= Beginning of Section =

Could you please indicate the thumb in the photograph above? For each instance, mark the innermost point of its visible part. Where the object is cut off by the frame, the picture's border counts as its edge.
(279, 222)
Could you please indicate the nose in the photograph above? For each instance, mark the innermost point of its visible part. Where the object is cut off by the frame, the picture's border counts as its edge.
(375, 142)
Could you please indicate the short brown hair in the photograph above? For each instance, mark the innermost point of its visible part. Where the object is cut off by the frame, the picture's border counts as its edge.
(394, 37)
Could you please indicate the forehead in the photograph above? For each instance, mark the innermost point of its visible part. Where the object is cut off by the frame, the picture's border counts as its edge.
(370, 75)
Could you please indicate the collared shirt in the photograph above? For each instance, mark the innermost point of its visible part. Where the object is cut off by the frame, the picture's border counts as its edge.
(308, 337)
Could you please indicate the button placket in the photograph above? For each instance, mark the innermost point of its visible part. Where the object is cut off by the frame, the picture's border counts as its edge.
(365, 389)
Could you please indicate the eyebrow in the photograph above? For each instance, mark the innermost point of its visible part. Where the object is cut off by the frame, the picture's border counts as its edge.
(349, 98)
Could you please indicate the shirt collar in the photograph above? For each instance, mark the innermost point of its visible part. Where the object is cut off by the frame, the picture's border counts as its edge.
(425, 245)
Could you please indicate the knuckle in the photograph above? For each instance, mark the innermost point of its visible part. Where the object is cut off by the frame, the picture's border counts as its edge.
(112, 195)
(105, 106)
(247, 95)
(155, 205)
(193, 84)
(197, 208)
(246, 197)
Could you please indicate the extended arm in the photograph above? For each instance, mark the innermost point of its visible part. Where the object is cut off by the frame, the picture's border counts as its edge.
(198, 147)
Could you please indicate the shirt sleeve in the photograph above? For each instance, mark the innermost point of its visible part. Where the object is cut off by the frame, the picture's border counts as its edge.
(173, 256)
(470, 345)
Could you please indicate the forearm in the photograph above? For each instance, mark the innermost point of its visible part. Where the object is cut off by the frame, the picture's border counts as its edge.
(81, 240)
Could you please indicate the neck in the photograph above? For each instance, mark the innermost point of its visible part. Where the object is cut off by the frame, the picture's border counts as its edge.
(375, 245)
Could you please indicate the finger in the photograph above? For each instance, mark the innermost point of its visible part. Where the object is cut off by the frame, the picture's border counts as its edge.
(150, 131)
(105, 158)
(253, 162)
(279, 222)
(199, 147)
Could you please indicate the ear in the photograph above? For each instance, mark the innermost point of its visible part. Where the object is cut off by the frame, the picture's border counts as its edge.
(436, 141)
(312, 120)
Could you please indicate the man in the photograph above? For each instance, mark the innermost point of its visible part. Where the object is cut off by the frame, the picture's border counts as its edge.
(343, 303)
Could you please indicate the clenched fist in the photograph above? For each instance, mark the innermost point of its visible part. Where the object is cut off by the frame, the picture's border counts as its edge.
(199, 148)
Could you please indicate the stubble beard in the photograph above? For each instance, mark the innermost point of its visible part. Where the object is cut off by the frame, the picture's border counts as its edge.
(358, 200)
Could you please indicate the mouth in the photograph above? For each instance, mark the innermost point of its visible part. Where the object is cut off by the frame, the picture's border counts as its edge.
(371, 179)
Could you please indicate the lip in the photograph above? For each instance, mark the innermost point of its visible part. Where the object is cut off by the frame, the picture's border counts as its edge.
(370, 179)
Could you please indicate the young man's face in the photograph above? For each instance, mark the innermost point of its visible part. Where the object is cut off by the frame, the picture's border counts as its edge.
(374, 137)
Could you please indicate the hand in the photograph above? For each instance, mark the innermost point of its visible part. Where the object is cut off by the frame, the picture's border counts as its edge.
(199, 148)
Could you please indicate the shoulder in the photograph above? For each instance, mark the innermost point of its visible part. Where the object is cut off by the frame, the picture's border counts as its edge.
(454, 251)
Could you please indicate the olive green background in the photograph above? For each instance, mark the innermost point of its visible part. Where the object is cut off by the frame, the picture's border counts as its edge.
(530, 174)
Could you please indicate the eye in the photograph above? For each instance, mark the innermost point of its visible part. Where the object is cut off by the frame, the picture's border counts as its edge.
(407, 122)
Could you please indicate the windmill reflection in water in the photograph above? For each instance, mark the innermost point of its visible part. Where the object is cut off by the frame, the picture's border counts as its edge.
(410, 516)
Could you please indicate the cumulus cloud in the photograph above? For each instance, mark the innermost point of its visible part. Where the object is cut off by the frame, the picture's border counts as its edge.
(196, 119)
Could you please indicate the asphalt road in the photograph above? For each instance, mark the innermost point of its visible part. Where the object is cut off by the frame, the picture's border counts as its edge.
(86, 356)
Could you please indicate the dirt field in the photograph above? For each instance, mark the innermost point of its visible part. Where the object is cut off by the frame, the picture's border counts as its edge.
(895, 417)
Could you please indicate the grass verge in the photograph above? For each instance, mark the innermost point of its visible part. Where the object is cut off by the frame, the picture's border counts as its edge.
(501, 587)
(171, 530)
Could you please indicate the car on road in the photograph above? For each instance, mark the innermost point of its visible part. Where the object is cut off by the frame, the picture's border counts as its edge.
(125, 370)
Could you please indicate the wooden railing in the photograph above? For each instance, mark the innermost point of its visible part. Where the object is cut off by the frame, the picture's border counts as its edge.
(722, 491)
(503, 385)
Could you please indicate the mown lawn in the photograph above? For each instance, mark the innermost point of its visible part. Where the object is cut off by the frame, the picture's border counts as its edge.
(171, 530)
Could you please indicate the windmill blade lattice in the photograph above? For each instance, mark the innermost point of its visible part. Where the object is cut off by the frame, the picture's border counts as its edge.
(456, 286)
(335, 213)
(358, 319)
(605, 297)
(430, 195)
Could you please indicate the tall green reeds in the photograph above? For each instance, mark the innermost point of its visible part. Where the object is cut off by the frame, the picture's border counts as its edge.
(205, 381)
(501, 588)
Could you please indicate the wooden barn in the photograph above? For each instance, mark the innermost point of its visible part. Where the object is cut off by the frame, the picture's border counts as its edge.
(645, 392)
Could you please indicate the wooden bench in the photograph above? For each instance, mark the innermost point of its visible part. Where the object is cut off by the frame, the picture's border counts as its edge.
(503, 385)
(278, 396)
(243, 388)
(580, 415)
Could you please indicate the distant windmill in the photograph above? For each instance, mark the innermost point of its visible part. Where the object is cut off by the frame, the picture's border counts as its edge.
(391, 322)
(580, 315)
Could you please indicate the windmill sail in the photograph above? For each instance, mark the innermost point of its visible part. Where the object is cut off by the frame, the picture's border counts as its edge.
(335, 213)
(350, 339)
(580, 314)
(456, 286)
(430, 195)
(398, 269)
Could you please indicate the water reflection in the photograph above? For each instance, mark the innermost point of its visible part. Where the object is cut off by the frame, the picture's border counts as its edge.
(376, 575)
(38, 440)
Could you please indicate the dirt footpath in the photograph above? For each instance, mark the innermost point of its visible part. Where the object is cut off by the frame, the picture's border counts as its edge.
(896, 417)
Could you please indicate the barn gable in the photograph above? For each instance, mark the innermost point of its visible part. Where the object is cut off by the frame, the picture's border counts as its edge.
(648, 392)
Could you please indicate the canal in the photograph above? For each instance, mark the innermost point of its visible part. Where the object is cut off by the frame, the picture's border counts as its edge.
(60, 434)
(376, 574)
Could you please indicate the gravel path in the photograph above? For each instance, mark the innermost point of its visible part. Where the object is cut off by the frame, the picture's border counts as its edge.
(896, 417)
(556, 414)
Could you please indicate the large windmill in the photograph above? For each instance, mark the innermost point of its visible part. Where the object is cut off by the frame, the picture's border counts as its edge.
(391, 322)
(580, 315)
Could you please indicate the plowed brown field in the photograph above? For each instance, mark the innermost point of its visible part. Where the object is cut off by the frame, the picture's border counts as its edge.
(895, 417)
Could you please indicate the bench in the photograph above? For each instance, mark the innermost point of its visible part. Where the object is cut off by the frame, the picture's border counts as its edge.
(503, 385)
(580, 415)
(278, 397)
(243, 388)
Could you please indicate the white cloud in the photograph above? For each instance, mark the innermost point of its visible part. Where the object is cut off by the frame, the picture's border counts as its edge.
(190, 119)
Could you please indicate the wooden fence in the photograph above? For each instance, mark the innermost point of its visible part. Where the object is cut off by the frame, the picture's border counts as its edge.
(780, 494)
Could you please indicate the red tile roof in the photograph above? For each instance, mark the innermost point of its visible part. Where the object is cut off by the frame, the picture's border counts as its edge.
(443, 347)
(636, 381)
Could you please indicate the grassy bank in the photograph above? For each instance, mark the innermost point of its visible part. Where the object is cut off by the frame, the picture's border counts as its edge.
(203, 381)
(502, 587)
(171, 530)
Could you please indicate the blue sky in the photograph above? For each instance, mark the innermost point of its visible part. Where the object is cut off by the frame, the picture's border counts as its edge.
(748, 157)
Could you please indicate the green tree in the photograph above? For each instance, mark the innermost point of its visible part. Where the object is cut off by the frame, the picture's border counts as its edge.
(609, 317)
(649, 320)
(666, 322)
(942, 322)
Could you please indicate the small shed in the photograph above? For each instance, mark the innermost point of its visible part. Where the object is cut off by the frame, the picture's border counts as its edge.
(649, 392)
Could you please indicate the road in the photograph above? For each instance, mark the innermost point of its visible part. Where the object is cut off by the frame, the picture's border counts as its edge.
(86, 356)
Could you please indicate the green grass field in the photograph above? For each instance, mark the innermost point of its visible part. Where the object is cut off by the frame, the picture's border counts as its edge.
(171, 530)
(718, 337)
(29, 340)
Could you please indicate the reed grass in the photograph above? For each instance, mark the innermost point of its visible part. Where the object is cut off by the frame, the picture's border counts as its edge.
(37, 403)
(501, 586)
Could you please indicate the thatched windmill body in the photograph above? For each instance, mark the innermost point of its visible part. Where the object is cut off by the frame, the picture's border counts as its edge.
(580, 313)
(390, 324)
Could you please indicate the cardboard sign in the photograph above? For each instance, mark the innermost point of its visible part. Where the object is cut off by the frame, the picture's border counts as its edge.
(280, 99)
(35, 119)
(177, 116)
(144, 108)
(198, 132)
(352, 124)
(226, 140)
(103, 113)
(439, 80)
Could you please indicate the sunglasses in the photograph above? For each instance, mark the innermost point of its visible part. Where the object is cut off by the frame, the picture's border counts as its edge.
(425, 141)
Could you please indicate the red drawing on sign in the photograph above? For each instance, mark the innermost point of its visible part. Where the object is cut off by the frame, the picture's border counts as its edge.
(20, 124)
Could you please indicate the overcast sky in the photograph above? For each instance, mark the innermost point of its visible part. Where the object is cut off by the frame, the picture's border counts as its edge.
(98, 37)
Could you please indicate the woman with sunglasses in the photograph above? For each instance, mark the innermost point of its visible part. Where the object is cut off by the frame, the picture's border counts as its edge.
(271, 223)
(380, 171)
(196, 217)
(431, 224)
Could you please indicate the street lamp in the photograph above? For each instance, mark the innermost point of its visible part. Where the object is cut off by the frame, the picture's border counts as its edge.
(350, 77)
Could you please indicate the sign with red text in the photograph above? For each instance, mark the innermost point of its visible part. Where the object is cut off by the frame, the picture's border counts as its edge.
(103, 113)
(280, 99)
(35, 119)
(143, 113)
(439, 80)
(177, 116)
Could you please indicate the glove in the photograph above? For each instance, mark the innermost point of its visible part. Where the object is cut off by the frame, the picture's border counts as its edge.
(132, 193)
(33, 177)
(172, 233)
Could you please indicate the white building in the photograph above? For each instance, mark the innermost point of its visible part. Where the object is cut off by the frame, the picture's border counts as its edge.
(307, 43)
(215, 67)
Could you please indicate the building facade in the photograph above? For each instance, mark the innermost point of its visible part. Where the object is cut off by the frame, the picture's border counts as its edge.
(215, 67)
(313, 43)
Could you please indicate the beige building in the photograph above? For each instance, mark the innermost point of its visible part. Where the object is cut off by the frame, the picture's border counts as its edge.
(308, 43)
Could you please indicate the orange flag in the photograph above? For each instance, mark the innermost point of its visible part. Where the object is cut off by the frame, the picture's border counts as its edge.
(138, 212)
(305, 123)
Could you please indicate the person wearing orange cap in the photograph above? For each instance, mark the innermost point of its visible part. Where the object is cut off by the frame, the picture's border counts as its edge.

= End of Section =

§ **GOAL OF THE EXERCISE**: Output the line containing "Could you please indicate the white building" and each line after it through the close of the entries, unchanged and with no other lines.

§ **EXERCISE RESPONSE**:
Could you please indicate the white building in the photograph above? For each instance, mark the innermost point of its visible part. Where the object is cut off by the frame, the picture's border counts as its edge.
(307, 43)
(215, 67)
Could you please indicate the building facade in the photograph above? For each instance, mark the innermost point of its visible part. Where the object is cut off by the frame, the picture's border counts as its edge.
(215, 67)
(313, 43)
Could you please indicate the beige building in the photograph above? For each instance, mark the innermost point of its visible part. Where the object is cut off by the frame, the picture's border counts as its edge.
(308, 43)
Could you please indicate the orange flag in the photograph above? For each instance, mark the innermost point of its visible part. Where the object is cut off by the frame, the picture's border counts as its edge.
(138, 212)
(305, 123)
Could you please indicate the person wearing orange cap in the photograph above? For each instance, mark the innermost point of its visible part. Where the object is cut off by the frame, the picture's border counts as its edge.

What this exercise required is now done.